[Opening Passage for review section]

Juliet Harmer (above left) is a
British actress, known for Adam Adamant Lives! (1966), The Avengers
(1961) and Quest for Love (1971).
Anna Gael (above center) was born
in Budapest, Hungary. As an actress she is known for "Take Me,
Love Me" (1970), "The Love Factor" (1969) and "Via
Macau" (1966). Gael gave up acting in 1970 to pursue role as a
highly-regarded war correspondent and covered conflicts in Vietnam,
South Africa and "the troubles" in Northern Ireland. Her
daughter Lenka Thynne is now a highly sought British fashion model.
New Zealand actress Anouska Hempel
(above right) is also known for On Her Majesty's Secret Service
(1969), Space: 1999 (1975) and Tiffany Jones (1973). It is claimed
that in 1998, Hempel bought the UK rights to Tiffany Jones and Russ
Meyer's controversial film Black Snake to keep them out of
distribution. It has not been seen on UK television, though it has
been released on DVD there. Meyer was dissatisfied with the film, and
for years afterwards he complained of Hempel's unsuitability for her
part. He was reportedly so disappointed about the size of Anouska
Hempel's chest that he edited footage of larger breasts into her nude
scenes. Her first husband Constantine Hempel, with whom she had a son
and daughter, was a journalist and property developer who died in a
mysterious car accident in Knightsbridge. Hempel and her second
husband, theatrical producer Bill Kenwright, divorced after two years
of marriage in 1980. Later that year, Hempel married financier Sir
Mark Weinberg (making her now Lady Weinberg), with whom she has a
son, Jonathan. Hempel is now a hotelier and designer who in 2002 was
ranked by Architectural Digest as one of the top 100 interior
designers and architects in the world.

[Closing Passage for review section]
[Opening Source information section]

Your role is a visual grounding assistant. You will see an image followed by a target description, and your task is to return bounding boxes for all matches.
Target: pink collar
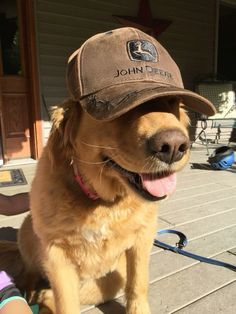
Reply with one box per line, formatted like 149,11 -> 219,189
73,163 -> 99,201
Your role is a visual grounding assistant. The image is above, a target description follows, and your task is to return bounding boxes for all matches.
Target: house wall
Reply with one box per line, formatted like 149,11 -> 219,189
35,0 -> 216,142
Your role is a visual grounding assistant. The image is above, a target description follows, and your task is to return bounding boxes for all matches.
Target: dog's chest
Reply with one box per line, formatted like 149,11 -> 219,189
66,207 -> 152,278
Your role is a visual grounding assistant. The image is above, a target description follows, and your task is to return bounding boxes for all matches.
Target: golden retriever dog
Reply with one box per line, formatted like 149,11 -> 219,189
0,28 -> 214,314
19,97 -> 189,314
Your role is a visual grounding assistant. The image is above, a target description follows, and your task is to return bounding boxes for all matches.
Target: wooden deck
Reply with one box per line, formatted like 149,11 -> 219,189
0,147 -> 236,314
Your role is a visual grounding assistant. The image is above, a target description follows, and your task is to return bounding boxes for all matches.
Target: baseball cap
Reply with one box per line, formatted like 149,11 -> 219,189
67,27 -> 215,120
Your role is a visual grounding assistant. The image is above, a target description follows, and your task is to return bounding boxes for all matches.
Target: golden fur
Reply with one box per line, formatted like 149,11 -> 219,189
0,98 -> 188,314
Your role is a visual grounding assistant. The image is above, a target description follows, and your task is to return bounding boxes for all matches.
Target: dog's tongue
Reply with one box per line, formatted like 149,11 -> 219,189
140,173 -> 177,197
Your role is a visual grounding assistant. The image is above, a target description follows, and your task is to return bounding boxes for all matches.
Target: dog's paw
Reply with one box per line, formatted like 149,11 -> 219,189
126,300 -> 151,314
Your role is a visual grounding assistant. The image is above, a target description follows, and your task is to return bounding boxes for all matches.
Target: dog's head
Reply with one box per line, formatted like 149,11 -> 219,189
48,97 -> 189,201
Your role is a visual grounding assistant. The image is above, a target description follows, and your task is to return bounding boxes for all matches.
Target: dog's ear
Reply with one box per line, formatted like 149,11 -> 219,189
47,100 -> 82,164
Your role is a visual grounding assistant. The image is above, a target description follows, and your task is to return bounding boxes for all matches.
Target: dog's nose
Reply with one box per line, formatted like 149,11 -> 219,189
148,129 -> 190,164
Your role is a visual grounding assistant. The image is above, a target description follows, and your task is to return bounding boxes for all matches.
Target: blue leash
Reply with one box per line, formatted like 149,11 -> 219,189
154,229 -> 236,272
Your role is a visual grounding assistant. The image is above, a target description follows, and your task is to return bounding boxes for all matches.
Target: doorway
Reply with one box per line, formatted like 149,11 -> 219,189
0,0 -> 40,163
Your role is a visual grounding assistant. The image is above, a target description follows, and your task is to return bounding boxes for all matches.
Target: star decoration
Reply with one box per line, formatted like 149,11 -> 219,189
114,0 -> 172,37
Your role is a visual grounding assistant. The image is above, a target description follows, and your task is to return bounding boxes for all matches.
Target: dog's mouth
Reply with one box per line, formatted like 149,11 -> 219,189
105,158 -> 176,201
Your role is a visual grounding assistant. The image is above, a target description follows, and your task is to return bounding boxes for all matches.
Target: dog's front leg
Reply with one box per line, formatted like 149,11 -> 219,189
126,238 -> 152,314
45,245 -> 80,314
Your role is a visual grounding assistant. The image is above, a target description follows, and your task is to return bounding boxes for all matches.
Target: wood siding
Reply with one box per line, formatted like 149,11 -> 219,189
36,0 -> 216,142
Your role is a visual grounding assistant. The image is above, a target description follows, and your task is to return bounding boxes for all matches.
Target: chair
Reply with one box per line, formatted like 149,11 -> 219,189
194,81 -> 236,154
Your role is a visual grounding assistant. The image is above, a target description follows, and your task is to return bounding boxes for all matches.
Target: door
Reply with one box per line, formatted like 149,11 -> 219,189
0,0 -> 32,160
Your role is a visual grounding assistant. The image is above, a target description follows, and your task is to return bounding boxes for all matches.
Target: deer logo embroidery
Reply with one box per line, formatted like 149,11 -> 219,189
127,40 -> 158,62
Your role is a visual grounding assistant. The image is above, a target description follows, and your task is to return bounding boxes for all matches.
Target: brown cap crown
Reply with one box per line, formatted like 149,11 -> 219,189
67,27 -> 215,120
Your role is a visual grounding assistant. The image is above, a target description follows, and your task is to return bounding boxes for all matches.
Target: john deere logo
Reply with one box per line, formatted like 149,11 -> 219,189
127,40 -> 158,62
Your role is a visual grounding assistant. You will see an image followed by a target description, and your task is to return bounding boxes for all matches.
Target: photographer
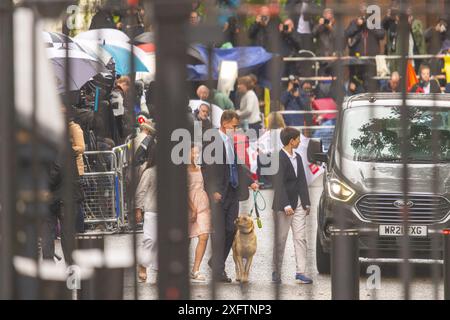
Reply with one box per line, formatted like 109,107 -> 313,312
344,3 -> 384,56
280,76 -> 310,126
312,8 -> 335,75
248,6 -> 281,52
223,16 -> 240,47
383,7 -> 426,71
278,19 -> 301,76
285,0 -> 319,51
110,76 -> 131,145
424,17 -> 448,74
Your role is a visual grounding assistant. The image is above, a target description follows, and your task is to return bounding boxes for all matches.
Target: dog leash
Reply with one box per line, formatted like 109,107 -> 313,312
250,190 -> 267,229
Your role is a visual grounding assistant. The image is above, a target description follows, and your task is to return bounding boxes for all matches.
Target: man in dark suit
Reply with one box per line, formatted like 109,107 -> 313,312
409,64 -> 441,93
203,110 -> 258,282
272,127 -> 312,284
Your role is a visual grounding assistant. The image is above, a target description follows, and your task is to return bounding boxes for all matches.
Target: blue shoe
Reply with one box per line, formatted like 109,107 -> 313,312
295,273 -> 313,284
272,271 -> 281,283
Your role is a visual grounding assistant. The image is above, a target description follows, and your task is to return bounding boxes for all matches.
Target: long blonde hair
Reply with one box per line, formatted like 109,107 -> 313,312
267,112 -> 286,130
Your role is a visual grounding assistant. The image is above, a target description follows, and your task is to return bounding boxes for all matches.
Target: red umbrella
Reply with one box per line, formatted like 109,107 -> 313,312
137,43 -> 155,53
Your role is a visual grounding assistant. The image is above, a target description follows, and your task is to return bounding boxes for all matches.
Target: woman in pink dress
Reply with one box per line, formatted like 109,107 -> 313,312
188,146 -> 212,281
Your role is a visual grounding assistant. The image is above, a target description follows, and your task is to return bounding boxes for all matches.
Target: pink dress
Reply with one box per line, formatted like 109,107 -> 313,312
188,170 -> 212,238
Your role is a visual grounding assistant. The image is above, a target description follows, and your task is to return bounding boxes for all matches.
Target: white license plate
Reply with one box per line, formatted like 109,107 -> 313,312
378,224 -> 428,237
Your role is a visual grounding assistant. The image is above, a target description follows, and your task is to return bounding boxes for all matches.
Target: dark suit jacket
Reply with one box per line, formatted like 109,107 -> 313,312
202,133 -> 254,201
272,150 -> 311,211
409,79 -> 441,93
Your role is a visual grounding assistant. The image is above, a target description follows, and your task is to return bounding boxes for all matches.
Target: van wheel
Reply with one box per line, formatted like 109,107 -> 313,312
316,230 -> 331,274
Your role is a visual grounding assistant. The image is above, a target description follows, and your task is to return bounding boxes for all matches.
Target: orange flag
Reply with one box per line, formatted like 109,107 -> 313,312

[Closing Source information section]

Required action 1:
Answer these questions using the passage on the three actresses:
(a) In what city and country was Anna Gael born?
(b) What is the name of Anna Gael's daughter?
(c) Which publication ranked Hempel in 2002 as one of the top 100 interior designers and architects in the world?
Required action 2:
Decide whether each statement agrees with the passage on the three actresses, and support each answer with a quotation from it:
(a) Juliet Harmer is a New Zealand actress.
(b) Anna Gael gave up acting in 1970.
(c) Hempel's second husband was a financier.
Required action 3: Write a continuation of the passage on the three actresses, starting after its final sentence.

Output 1:
(a) Budapest, Hungary.
(b) Lenka Thynne.
(c) Architectural Digest.

Output 2:
(a) No: "Juliet Harmer (above left) is a British actress"
(b) Yes: "Gael gave up acting in 1970"
(c) No: "her second husband, theatrical producer Bill Kenwright"

Output 3:
Cyd Hayman (above left) originally
planned to become a journalist but turned to acting appearing in
Manhunt, The Lotus Eaters, Crime of Passion, The Rivals of Sherlock
Holmes, The Two Ronnies and The Persuaders".
Penelope Horner (above center) is a
English actress, known for Half a Sixpence (1967), Triangle (1981)
and The Devil's Daffodil (1961).
Suzanna Leigh (above right) began
working in movies while still a pre-teen, appearing as an extra in
1958's Tom Thumb (1958). Leigh also starred in The Saint (1964),
Paradise, Hawaiian Style (1966) with Elvis Presley and Boeing, Boeing
(1965) with Tony Curtis and Jerry Lewis. Leigh was the goddaughter of
actress Vivien Leigh, from whom she received her stage name.
June Ritchie (above left) is an
English actress who is also known for A Kind of Loving (1962), Three
Penny Opera (1963), The Saint (1966) and Armchair Cinema (1973).
Rosemary Nicols (above center) is
an actress and producer, known for Department S (1969), Fathers and
Sons (1971) and Undermind (1965).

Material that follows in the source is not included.